Look over the data below and give the number of lines containing the word "black", with no other words.

******************************

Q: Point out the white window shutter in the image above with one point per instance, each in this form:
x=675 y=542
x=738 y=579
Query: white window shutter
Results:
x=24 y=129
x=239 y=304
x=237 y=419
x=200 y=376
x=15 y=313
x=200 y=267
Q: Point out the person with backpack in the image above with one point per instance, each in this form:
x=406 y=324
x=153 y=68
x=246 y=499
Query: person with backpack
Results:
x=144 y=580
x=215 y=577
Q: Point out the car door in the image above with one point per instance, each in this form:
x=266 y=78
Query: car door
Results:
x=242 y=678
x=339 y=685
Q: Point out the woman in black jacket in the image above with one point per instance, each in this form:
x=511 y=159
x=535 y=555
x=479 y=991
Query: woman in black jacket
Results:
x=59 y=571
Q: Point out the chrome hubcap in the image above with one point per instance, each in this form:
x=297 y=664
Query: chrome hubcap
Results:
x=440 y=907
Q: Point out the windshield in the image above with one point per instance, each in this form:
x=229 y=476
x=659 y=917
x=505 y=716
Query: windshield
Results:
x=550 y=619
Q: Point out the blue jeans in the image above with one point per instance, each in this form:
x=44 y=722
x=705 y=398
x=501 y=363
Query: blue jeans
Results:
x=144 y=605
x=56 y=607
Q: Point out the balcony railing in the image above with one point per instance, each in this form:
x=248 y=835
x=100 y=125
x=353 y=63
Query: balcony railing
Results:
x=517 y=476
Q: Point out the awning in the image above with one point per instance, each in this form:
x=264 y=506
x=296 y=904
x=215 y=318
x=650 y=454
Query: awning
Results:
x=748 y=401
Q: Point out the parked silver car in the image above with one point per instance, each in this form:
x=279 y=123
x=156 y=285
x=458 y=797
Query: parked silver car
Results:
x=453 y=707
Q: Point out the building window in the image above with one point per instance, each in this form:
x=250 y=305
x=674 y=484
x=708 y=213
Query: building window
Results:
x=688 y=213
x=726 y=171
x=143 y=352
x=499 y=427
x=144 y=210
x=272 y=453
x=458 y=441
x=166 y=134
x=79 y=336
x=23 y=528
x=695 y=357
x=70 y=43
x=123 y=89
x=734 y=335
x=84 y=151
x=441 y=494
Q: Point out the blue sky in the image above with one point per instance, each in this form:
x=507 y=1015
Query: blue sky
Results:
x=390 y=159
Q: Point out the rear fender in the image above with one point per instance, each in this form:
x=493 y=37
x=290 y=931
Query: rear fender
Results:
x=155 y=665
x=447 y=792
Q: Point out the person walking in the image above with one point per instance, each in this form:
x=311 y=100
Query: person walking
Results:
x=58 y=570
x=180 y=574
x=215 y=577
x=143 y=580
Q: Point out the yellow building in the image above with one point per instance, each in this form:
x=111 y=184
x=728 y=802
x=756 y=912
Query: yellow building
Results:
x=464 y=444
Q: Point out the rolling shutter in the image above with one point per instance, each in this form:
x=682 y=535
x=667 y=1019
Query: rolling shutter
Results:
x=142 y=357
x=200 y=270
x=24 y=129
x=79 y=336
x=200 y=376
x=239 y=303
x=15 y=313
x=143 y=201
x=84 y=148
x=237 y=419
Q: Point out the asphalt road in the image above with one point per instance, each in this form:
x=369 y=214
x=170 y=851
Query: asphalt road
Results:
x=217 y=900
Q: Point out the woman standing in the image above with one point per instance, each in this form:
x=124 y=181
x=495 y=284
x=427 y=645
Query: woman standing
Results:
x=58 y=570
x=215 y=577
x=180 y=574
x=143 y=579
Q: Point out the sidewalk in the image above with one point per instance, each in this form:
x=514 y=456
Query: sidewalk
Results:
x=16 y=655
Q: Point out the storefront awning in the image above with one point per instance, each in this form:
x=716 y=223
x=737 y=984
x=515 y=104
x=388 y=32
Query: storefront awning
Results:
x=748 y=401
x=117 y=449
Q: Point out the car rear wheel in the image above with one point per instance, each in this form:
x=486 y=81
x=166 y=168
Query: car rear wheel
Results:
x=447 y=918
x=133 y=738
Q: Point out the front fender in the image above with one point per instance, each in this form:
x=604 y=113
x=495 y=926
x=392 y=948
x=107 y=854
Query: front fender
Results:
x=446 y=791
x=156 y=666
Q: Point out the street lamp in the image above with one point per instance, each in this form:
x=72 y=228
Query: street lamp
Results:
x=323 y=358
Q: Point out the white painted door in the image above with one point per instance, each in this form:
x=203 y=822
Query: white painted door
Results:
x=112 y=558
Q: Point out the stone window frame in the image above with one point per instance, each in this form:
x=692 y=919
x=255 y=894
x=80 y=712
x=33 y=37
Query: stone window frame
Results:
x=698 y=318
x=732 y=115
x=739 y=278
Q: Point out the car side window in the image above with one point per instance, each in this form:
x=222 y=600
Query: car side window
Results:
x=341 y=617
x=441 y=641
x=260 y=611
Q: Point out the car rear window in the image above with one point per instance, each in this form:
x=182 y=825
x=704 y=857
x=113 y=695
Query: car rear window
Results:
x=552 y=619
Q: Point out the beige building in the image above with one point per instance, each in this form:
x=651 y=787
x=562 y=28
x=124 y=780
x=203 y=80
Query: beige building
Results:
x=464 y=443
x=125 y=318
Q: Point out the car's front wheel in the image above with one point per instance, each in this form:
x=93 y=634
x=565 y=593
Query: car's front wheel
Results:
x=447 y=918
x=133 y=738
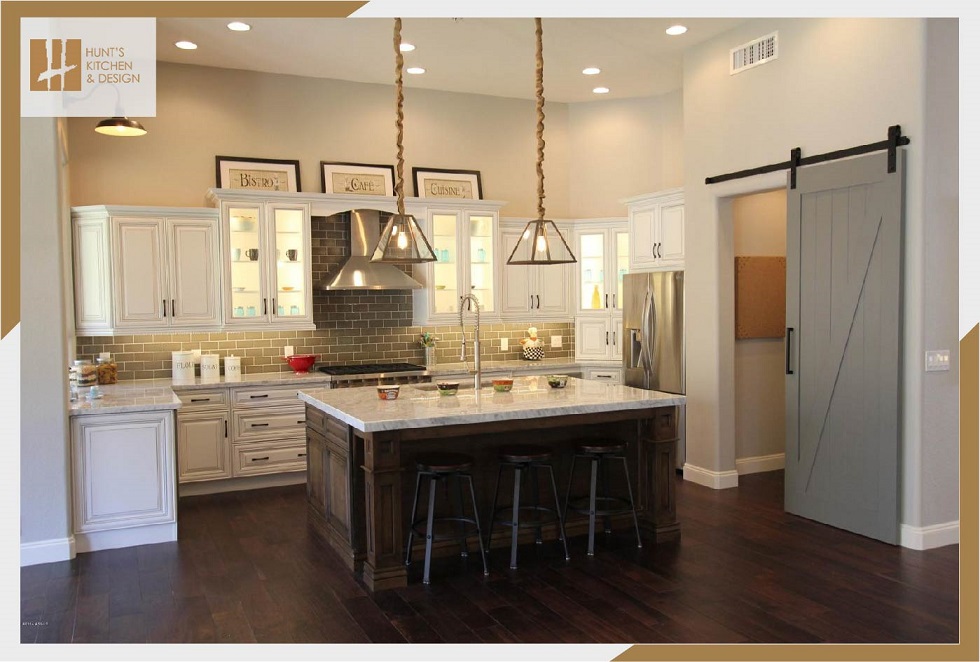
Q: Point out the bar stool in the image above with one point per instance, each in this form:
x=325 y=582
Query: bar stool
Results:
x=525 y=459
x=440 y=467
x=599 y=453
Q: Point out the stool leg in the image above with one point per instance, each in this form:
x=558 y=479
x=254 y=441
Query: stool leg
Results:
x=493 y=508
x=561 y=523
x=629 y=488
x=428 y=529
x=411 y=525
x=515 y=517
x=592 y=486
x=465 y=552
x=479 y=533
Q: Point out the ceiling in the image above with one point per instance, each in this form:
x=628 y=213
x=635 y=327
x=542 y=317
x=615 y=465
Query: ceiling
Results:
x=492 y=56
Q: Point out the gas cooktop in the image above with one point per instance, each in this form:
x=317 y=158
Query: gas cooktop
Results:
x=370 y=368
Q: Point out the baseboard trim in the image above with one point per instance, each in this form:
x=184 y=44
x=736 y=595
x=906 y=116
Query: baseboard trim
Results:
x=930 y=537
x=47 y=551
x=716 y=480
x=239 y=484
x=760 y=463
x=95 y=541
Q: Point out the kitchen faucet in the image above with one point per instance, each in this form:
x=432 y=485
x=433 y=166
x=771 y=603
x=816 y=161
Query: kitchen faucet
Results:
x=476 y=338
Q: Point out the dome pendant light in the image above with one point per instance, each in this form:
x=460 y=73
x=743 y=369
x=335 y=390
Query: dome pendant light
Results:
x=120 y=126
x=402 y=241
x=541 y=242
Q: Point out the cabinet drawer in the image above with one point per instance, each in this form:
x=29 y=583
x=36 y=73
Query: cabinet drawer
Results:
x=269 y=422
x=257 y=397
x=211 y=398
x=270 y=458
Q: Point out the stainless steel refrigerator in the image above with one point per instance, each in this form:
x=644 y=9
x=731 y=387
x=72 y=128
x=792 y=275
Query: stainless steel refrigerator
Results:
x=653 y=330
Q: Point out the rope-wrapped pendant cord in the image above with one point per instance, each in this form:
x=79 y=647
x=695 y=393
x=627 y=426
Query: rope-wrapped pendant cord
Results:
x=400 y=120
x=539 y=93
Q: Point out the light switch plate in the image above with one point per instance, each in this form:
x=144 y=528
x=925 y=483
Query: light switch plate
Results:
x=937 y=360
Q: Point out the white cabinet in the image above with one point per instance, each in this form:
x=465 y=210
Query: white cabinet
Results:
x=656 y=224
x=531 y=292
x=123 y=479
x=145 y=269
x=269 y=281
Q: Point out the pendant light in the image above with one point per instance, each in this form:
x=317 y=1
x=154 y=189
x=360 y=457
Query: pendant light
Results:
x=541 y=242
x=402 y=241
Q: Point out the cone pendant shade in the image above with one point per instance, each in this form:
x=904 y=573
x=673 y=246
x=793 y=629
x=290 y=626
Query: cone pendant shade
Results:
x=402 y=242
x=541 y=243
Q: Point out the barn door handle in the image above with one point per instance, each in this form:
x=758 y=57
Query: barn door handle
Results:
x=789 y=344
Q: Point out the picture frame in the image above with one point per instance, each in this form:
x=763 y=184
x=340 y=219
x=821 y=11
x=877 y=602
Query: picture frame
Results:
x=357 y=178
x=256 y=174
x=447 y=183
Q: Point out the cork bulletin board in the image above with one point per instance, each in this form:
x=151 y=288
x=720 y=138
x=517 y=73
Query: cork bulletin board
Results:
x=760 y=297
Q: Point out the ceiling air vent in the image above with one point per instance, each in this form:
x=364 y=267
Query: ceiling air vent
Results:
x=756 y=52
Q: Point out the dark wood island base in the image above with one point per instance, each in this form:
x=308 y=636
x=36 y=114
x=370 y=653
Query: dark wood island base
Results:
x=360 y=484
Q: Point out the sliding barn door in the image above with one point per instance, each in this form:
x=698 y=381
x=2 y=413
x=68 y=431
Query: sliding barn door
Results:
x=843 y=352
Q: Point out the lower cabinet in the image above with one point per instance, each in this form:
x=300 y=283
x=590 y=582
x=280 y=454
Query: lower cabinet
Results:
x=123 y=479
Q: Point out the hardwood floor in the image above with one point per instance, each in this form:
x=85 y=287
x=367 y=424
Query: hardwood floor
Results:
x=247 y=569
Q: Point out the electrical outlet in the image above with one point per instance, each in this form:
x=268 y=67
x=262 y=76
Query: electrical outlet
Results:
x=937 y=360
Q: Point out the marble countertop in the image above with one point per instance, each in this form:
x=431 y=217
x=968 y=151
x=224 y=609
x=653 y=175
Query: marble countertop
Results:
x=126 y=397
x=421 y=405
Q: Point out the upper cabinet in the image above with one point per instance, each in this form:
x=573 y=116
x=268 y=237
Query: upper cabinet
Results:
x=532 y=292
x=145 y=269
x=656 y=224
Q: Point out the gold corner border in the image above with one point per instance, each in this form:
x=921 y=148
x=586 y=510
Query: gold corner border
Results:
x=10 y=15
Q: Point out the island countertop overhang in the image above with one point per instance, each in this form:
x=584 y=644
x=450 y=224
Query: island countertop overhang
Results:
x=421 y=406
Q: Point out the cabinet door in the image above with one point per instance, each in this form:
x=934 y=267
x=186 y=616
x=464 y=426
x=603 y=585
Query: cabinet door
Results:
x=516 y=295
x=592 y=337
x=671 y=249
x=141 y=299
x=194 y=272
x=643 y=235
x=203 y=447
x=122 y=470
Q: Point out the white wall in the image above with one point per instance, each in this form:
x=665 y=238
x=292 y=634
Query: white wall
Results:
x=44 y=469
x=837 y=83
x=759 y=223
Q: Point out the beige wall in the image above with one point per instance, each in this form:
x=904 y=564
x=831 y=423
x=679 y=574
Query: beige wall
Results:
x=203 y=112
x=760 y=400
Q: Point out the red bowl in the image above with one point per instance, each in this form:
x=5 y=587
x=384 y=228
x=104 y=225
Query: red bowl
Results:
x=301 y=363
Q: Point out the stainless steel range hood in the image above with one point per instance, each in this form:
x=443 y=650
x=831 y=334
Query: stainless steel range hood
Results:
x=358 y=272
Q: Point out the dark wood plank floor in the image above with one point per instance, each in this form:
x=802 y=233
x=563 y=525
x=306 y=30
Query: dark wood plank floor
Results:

******************************

Written solution: 2